#### [Set of tasks]
**1.** List every hosta cultivar named in the post on hosta variegation below.
**2.** According to the post on hosta variegation below, how many sports came out of Whirlwind this spring, and from how many plants?
**3.** Write the next part of the post on hosta variegation, continuing after its final sentence.

(Text excerpt Opens)

>>hostas. I had declined to participate in this question because of my
>>limited familiarity in daylilies.
>There are very few variegated daylilies and they are mostly unstable.
>A variegated seedling will show up from time to time, but they tend to
>be mericlinal chimeras and few form a stable periclinal chimera.
>>I summarized the concepts defined by Jones(1934) wherein chimeras
>>(multicolored adjacent tissues) are a result of mutations within
>>specific cells which create two or more colors within cells and
>>subsequent, corresponding tissues.
>I think hosta people need to get away from thinking in terms of
>mutations as the cause of variegation in hostas and start looking at
>the problem from a logical point of view.  First, I don't know of any
>other plant genera like hosta.  Hostas are NOT mutating at any higher
>rate then any other plants.  When you look at any other plant genera
>you don't see the level of variegation that you see in hosta.  If
>hosta variegation was due to mutations then you would see the same
>level of mutations in other plants.  I know the Great Ben proposes
>mutations as one cause of hosta variegation and sporting, but Ben
>doesn't know much about botany.
>Secondly, if you propagate enough hostas you see that certain types
>keep reappearing.
>Variegation in hostas is most likely due to either transposable
>elements or some other mechanism that turns genes on and off.
>Some time ago I gave Ben a clue to figuring this out, but apparently
>he doesn't know enough about higher plants and apparently doesn't have
>the observational skills to figure this out, besides not knowing how
>to propagate hostas.  If you look at Francee in the spring you see
>that the margins are lighly yellow when the new leaf is still small.
>If you look at Patriot you see that the edges of new leaves are
>yellow, but a deeper yellow.  The leaves of Patriot have a wider edge,
>the color of the center is a darker green and if you feel the leaves
>they have a thicker, heavier feel to them.  If you propagate enough
>Francee you see this Patriot form showing up from time to time, but
>sometimes not as intense as Patriot.  Also, you get light green forms
>from time to time.  This is a POSITION effect.  I'm amazed that the
>Great Ben couldn't figure this out, especially considering he is
>suppose to be knowledgeable about fruit flies where position effects
>were first studied.
>This spring I had five sports out of Whirlwind from 7 plants.  Three
>of the sports had leaves that were folded in half with a narrow white
>center.  After the 4-5th leaf the new leaves started getting flater,
>but still with a thin center.  Now the newest leaves are pretty much
>like Whirlwind.  All three plants that had this initial type of leaf
>did this gradual change.  This behavior is not due to mutations.

(Text excerpt Closes)
(Source data Opens)

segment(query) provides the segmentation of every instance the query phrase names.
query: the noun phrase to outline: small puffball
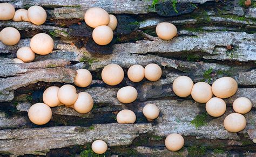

(Source data Closes)

#### [Numbered responses]
**1.** Francee, Patriot, Whirlwind

**2.** Five sports from 7 plants.

**3.**
>In cats calaco coloring is due to turning off of one of the X
>chromosomes.  Some cells have the paternal X on while other cells have
>the maternal X on.  When the X chromosomes get turned on/off
>determines the calaco pattern you see.  Streaked hostas are the calaco
>cats of the hosta genus, except it's not a X/y based sex chromosome.
>In a two layer histogenic structure the corpus (L2) doesn't have the
>organized apical initials like the L1 layer does.  Therefor, the cells
>in the L2 apex can be a mosaic pattern of genes that are turned on or
>off, or a position effect through a transposable element - this would
>result in a streaked hosta.  A streaked hosta would revert to a
>"stable" edged/center variegation pattern when the cells in the apex
>of the L2 layer all revert to having the transposable element at the
>same location.  A edged/center hosta can revert to a streaked form
>when some of the transposable elements shift position resulting in a
>mosaic pattern in the L2 apex.
>Getting a good understanding of transposable elements is difficult.
>Genetics textbooks in the 60's and 70's don't discuss them because
>they were not understood well at the time, and by the 80's and 90's
>genetics textbools were being written from a biochemical and molecular
>biology point of view and also mostly ignore transposable elements.
>For those who might want to do some searching of the literature,
>search for articles by Barbara McClintock.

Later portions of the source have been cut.